═════ DATA FOR THIS TASK

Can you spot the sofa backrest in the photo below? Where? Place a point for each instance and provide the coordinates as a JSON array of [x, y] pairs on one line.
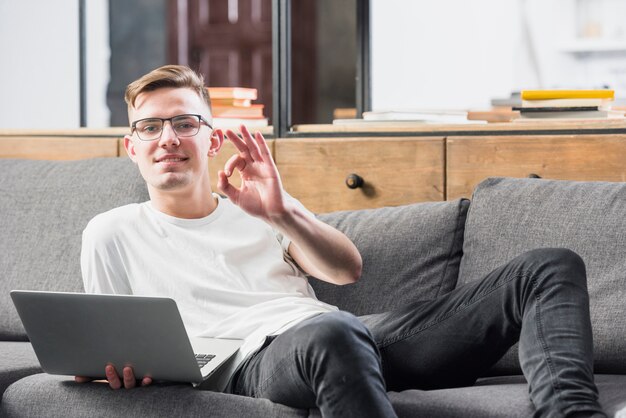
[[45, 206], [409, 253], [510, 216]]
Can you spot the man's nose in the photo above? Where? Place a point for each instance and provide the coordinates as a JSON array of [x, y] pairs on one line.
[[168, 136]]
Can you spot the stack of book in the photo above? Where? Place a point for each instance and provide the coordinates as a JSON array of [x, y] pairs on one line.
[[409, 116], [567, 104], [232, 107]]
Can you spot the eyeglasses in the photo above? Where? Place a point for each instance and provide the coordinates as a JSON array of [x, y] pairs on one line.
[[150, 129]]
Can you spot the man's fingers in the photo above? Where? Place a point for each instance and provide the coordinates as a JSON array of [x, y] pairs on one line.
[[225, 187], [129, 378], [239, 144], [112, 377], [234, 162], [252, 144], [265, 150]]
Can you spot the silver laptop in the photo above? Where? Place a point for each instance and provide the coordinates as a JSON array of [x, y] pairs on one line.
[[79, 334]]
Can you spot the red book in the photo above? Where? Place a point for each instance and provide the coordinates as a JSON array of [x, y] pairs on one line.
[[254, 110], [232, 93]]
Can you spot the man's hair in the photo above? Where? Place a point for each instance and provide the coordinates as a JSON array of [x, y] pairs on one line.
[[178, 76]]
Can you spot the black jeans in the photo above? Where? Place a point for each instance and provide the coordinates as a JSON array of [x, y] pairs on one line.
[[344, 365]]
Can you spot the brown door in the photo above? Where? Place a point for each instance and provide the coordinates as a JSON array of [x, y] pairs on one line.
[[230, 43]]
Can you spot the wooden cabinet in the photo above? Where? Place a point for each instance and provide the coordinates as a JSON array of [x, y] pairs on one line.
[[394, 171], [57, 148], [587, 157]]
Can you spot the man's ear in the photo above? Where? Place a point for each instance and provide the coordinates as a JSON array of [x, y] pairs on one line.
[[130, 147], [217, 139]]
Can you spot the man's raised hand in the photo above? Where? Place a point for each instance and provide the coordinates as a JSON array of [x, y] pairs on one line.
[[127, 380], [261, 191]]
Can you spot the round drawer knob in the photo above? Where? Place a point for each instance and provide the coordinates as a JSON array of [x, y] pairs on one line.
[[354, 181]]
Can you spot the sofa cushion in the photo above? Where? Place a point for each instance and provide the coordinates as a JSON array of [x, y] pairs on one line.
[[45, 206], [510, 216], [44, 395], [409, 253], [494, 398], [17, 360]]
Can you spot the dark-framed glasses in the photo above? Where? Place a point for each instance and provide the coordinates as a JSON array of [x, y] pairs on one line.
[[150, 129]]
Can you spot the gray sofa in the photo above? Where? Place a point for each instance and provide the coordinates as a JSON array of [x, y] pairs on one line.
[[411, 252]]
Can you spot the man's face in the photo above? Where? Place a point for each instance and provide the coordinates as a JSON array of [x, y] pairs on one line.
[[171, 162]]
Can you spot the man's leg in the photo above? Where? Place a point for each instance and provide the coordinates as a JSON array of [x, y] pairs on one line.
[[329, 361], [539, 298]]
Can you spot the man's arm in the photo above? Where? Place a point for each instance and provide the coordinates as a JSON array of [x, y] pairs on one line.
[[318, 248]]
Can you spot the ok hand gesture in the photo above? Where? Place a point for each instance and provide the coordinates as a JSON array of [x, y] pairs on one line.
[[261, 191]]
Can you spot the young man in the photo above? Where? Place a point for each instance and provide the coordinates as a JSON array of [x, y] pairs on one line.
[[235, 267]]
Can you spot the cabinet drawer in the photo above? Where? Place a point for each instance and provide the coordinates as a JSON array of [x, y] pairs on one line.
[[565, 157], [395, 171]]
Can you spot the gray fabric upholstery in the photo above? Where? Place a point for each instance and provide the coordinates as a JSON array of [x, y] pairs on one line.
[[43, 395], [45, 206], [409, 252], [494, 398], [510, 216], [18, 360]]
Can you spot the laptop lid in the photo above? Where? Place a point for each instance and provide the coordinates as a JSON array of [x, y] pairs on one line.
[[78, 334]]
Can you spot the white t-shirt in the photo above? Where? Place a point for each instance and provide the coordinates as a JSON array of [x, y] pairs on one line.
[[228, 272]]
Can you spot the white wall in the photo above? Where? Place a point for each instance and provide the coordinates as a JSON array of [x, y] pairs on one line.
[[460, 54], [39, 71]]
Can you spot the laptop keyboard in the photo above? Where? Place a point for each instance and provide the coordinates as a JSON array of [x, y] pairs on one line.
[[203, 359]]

══════════
═════ DATA FOR THIS TASK

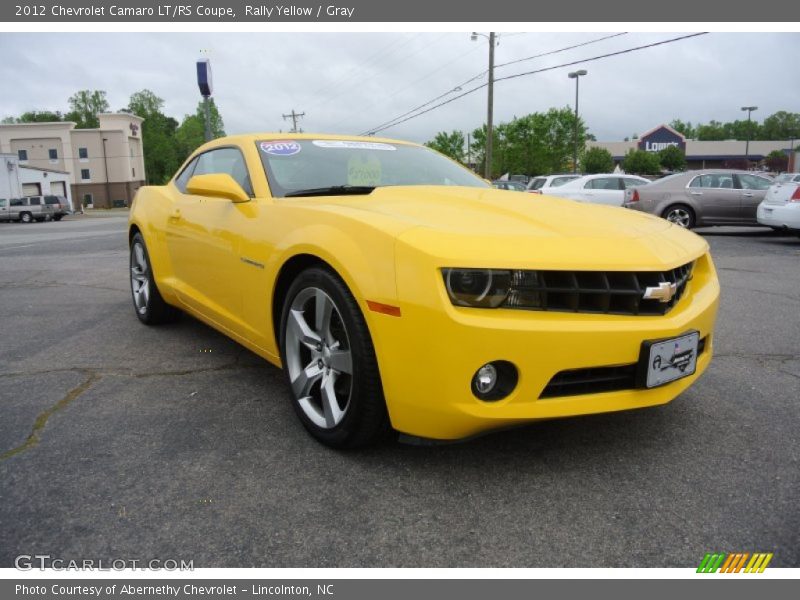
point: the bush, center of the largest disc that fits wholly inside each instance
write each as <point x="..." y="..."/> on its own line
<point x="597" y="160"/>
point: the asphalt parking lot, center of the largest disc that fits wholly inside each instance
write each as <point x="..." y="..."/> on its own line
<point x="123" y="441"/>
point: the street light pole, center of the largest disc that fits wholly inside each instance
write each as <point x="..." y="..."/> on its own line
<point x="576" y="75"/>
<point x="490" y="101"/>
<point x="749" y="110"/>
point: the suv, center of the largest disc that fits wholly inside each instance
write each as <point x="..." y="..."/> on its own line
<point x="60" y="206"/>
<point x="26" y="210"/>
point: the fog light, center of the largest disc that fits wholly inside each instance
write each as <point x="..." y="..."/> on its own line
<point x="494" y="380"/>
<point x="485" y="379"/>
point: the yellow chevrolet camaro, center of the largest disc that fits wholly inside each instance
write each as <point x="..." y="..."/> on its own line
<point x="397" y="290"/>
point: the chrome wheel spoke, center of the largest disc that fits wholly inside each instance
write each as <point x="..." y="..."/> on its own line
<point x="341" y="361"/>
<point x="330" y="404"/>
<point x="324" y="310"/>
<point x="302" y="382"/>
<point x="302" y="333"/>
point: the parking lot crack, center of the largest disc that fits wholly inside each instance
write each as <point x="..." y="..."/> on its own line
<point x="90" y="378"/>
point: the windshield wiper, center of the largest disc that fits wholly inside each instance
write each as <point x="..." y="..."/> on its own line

══════════
═════ DATA FOR THIS TASK

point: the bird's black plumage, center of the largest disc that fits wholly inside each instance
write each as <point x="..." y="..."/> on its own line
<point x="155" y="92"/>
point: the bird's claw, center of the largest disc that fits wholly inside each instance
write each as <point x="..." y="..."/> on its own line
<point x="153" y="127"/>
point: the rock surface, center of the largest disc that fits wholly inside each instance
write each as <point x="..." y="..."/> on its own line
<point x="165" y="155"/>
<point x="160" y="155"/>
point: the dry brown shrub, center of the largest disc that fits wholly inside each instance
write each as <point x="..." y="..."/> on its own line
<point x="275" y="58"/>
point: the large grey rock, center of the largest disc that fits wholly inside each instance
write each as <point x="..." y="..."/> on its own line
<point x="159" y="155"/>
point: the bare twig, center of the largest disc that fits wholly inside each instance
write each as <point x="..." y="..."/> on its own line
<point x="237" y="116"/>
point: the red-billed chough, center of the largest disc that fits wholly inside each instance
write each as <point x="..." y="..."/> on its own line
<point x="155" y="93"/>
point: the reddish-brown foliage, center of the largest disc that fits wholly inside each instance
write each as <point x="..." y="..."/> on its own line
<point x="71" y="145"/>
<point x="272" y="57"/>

══════════

▶ WHAT YOU SHOULD DO
Where does the word "rock" appear in the listing above? Copy every line that holds it.

▶ RESPONSE TO THE TASK
point: the rock surface, center of the largest disc that fits wholly inside each instance
point: the large grey rock, center of the largest disc that fits wholly inside each instance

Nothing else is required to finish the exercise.